▶ **WHAT TO PRODUCE**
Repeat word for word the lines from the one containing "Draw the outline of every instance of the fried" through the very last line, including both ends.

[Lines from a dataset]

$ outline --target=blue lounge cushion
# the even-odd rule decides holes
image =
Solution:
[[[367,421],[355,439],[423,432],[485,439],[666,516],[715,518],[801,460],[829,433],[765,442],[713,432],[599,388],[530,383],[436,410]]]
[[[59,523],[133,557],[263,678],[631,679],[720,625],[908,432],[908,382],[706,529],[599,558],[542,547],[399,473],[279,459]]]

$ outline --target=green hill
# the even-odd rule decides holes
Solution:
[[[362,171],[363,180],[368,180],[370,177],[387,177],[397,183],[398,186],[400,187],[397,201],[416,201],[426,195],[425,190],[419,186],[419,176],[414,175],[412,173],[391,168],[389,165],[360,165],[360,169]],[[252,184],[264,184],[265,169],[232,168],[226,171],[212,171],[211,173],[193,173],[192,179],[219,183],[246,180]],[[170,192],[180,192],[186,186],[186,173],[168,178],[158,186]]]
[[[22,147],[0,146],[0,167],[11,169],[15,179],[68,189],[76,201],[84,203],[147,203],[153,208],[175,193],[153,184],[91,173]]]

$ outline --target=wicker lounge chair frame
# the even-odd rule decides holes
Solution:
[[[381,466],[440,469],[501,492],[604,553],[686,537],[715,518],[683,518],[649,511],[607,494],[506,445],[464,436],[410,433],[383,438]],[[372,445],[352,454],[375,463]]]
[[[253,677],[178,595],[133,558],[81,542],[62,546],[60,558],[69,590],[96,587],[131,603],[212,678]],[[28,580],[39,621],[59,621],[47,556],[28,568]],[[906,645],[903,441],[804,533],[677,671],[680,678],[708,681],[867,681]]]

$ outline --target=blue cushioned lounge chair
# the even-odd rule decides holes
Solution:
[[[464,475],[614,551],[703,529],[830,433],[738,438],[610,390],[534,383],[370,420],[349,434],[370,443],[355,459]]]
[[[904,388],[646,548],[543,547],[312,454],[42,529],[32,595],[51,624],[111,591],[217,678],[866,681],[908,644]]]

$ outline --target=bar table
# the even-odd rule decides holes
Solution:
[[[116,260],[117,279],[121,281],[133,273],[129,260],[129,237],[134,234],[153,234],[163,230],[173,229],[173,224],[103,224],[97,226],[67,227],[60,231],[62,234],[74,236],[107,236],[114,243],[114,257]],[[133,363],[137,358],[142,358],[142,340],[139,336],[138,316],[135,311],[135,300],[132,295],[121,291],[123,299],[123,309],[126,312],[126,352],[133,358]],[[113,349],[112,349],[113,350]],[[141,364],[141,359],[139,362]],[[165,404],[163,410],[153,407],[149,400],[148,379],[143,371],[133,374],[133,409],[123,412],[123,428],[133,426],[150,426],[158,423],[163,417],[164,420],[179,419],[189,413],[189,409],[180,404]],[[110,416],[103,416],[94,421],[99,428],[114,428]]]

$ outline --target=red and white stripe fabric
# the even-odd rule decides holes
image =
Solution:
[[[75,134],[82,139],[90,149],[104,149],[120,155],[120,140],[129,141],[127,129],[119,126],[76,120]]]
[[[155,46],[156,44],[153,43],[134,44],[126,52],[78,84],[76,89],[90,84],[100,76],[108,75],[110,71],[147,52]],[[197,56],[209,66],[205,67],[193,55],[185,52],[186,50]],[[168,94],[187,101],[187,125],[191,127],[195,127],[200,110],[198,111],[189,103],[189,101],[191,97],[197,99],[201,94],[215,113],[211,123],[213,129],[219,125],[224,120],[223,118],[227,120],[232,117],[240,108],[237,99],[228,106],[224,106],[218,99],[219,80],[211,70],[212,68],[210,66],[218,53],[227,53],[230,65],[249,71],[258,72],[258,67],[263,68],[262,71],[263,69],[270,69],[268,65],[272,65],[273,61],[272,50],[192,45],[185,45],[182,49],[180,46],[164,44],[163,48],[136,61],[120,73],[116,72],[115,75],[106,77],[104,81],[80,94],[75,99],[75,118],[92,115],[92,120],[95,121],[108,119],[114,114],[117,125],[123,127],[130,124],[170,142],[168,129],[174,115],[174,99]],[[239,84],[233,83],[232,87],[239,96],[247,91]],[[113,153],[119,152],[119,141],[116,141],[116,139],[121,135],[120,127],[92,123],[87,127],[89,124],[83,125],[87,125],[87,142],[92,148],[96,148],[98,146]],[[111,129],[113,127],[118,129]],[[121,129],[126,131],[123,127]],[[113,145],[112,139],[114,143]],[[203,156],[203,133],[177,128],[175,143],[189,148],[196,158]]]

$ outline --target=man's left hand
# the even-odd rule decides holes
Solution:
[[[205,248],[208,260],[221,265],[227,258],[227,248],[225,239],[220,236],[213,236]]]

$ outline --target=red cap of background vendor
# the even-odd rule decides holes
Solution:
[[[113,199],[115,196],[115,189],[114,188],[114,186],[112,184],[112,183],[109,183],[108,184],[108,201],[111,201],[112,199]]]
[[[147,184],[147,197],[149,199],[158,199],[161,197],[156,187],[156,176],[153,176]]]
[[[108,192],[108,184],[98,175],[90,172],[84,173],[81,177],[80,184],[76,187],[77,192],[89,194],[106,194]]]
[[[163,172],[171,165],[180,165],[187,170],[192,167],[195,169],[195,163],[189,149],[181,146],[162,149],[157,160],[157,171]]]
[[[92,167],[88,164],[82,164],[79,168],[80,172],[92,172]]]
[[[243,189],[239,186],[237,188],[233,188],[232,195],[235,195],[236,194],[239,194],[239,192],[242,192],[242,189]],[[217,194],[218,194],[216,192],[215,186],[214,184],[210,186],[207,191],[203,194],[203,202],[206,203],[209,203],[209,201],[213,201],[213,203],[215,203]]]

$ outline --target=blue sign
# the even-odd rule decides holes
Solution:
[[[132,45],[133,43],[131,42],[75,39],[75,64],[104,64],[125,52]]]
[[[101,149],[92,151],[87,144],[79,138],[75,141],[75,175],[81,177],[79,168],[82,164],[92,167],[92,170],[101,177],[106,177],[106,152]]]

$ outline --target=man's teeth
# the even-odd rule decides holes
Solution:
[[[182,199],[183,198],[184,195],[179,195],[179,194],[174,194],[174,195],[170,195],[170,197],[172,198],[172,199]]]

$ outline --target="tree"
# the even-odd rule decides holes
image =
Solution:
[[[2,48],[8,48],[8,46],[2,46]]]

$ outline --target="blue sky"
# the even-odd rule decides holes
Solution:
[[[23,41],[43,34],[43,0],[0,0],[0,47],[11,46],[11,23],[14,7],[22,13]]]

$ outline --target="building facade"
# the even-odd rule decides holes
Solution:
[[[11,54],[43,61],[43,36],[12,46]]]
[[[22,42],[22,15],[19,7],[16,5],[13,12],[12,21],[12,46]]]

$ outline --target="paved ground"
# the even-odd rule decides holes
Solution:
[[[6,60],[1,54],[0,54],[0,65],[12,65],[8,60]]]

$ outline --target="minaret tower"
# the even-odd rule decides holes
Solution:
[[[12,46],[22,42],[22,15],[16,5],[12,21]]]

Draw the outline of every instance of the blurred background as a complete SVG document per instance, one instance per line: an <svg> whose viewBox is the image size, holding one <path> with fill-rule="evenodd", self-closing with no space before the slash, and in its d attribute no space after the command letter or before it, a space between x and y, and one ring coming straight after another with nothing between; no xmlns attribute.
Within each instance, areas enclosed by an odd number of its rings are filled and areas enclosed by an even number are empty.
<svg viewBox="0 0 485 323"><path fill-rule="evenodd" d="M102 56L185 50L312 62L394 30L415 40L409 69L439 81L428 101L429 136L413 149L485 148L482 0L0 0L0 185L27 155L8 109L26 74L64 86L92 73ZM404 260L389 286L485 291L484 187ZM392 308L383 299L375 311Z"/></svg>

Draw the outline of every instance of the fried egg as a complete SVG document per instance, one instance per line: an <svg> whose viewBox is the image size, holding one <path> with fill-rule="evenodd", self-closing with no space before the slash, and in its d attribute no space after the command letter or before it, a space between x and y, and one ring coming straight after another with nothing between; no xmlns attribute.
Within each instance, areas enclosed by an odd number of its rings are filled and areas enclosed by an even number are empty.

▶ **SOLUTION TO THE EXERCISE**
Draw the outline of every instance of the fried egg as a complete SVG document per instance, one instance per line: an <svg> whose viewBox is the image size, holding one <path> with fill-rule="evenodd", self-closing with no space before the slash, and in its d attribute no space after the command letter or before it, a space between x and y, and one ring coming straight after another with nothing between; no xmlns attribute.
Within each instance, areas enclosed by an odd number of its rings are filled and areas enclosed by an even number are empty.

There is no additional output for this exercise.